● Data entries
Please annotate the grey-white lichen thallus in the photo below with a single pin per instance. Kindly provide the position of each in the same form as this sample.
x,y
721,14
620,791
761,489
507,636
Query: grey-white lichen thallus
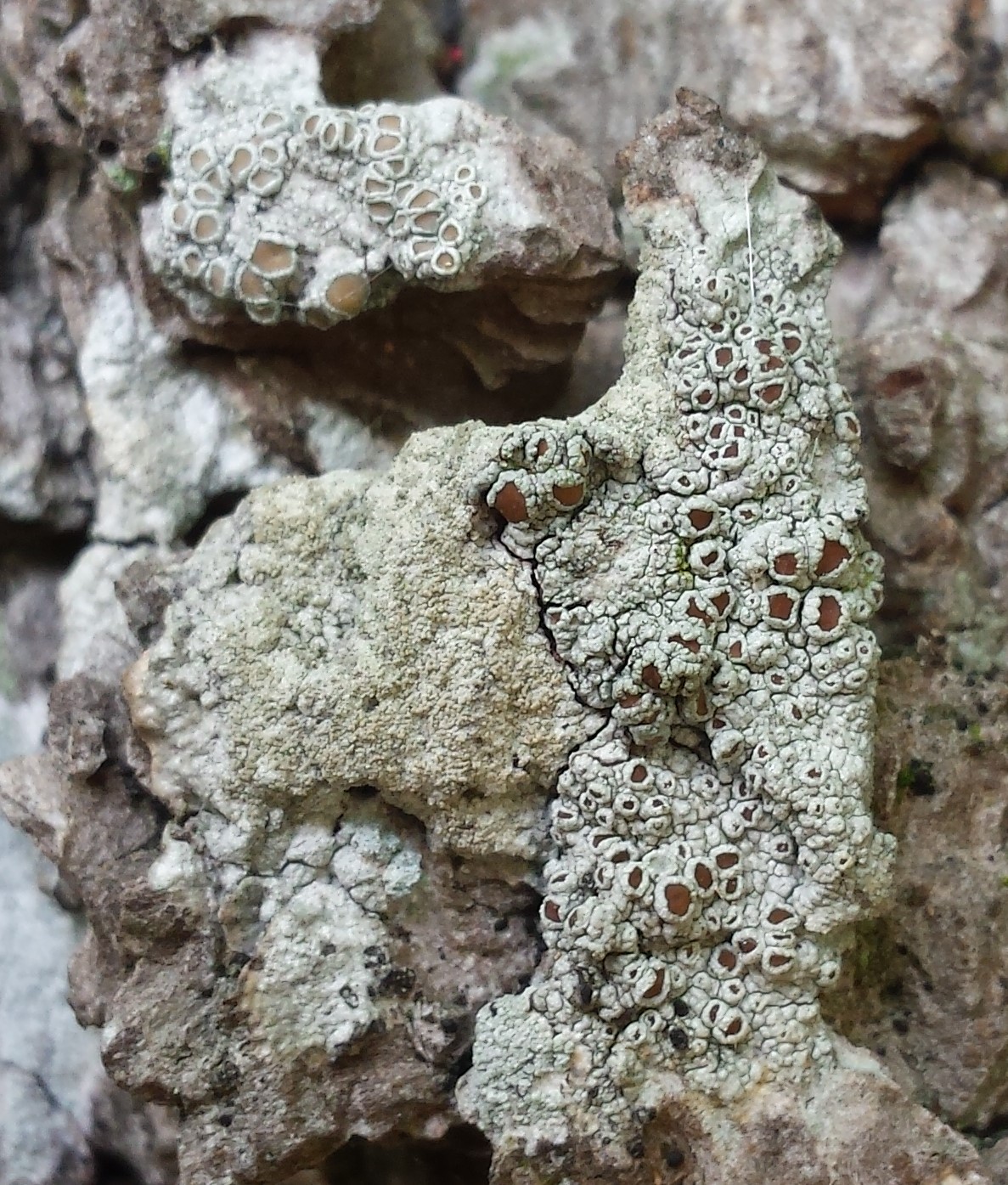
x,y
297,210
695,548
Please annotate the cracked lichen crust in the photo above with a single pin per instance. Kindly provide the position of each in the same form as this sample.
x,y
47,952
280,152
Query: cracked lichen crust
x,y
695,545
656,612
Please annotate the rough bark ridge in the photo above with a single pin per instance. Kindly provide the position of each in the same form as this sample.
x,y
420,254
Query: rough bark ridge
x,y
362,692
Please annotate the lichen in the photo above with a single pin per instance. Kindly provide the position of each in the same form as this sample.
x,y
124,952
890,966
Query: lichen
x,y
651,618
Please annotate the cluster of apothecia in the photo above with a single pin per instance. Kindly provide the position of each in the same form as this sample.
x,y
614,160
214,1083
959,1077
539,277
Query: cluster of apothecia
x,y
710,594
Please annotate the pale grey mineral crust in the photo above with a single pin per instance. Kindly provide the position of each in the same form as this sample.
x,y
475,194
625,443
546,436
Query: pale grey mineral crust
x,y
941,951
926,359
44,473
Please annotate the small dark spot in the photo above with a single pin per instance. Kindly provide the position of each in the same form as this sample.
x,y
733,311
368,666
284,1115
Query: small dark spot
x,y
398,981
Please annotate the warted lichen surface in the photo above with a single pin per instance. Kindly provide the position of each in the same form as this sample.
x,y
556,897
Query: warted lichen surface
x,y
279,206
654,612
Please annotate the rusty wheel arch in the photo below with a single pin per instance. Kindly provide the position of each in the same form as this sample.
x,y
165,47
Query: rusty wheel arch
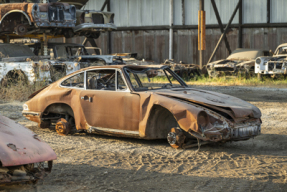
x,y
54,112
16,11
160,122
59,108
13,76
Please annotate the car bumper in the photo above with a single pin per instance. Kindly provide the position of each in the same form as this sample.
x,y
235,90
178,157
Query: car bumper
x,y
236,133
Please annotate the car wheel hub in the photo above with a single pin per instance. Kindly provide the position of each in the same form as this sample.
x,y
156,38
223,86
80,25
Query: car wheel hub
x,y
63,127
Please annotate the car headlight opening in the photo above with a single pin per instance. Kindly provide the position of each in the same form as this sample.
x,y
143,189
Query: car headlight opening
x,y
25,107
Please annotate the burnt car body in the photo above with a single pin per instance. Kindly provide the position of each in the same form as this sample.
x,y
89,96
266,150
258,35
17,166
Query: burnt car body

● Given instruction
Revise all of the records above by changing every "single pin" to "single marker" and leaving the rest of the text unchanged. Leave the pictures out of your answer.

● Response for this exercise
Please annotate the grey-white lichen thallus in the photo below with a single marker per instance. Kindly provide the position of each in the same form as this sample.
x,y
721,14
620,791
761,489
507,636
Query: grey-white lichen thallus
x,y
297,210
695,548
Please annotate the cracked lichen crust in the photo above with a single marker per instance. Kindly provide the position of each in the same form as this sample.
x,y
47,952
280,152
Query: cracked lichen crust
x,y
695,545
656,612
Please annotate the rough bark ridge in the photo above with a single marker per instance. Kindly provide the position of each in the same form as this sample.
x,y
420,254
Query: rough bark ridge
x,y
362,692
Please annotate the lichen in the photo above with a single marker per instance. Kindly provide the position of each in the same form as this sample.
x,y
124,952
890,966
Query: lichen
x,y
651,618
Please annotate the cluster of apothecia in the photo above with a single marker per instance. Kindly provide the position of each in the same form as this sample.
x,y
614,160
214,1083
959,1077
539,277
Query: cluster of apothecia
x,y
710,594
Please annotate the pale grey mineral crust in the photo above with a single marker per instance. Kindly provide the position of each in the same form as this sample.
x,y
475,194
625,443
546,436
Query: pale grey mineral crust
x,y
941,951
926,359
44,473
Please annotate the small dark spot in the photo above with a single marker per instance. Kindly provide the position of each in the same form as this sample.
x,y
733,311
368,666
284,1115
Query: small dark spot
x,y
398,981
Please annotate the warted lichen surface in the photo above with a single marker per instance. Kindly provide the position of each in the same form as this sample.
x,y
556,897
Query: warted lichen surface
x,y
279,206
654,612
Please annotate the rusty wheel arch in the photo below with a single marker per instance. Kindly provide the position of each in the same form as this sample.
x,y
165,47
Query: rusty wheel arch
x,y
54,112
16,11
160,122
59,108
13,76
Please annotate the car bumper in the photo above with a single marker per instance. Kindly provide the position of each in the same form as this sample.
x,y
235,90
178,157
Query: car bumper
x,y
236,133
Please annotate the car wheel hub in the photo above with a single marker per instance. Kindly provide the position of each in the same form as this sample.
x,y
156,38
223,86
80,25
Query: car wheel hub
x,y
63,127
Please annotate the car headlight opening in the photo above with a single marker per instance. Kindly provide the position of each in the same form as this sample.
x,y
143,189
Query: car headlight opening
x,y
25,107
Please annotate the burnt car body in the photo above with a single marker per instance. Kindly provide the position of each in the same form as this sample.
x,y
89,96
266,150
258,35
17,166
Query: burnt car body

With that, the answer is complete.